Task details
From the records below, find each line with the string "provided" and copy it.

Extracted information
===============

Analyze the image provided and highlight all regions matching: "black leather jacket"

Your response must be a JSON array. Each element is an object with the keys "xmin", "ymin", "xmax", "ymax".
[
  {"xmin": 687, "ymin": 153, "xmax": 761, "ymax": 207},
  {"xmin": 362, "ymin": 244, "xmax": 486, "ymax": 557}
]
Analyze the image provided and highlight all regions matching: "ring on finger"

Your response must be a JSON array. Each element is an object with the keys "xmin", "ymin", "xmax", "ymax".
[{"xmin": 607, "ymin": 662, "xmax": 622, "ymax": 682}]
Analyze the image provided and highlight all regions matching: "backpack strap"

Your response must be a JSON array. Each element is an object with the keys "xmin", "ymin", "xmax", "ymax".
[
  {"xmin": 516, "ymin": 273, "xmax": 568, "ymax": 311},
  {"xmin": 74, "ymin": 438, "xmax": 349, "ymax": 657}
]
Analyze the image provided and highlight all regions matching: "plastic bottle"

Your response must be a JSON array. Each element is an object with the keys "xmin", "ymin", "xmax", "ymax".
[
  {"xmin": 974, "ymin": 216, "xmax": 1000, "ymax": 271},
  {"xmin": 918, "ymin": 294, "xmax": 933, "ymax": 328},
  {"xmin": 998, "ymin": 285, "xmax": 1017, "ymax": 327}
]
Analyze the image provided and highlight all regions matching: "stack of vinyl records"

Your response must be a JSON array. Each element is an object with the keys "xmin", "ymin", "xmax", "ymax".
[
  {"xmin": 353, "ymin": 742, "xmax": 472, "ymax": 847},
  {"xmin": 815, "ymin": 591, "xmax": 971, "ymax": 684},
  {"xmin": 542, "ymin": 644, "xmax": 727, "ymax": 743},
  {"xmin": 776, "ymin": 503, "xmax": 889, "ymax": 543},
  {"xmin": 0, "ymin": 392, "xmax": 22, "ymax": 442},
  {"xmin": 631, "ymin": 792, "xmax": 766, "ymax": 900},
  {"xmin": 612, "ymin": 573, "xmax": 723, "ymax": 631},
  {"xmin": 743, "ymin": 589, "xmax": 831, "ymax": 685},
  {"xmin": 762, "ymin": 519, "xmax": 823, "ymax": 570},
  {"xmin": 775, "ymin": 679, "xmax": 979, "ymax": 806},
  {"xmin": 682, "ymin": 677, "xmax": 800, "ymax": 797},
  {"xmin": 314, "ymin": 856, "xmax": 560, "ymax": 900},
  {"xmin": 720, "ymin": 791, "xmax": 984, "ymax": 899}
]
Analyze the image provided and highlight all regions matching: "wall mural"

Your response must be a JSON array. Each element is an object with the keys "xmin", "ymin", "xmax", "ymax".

===============

Expected answer
Analyze the image provided and highlight all regions matching: "black leather jacket"
Analyze the image provided and highlight all regions matching: "ring on finger"
Analyze the image provided and highlight all regions matching: "backpack strap"
Analyze the image provided and highlight all regions matching: "plastic bottle"
Analyze the image provided and highlight all regions matching: "stack of vinyl records"
Analyze the image provided and highlight all regions matching: "wall mural"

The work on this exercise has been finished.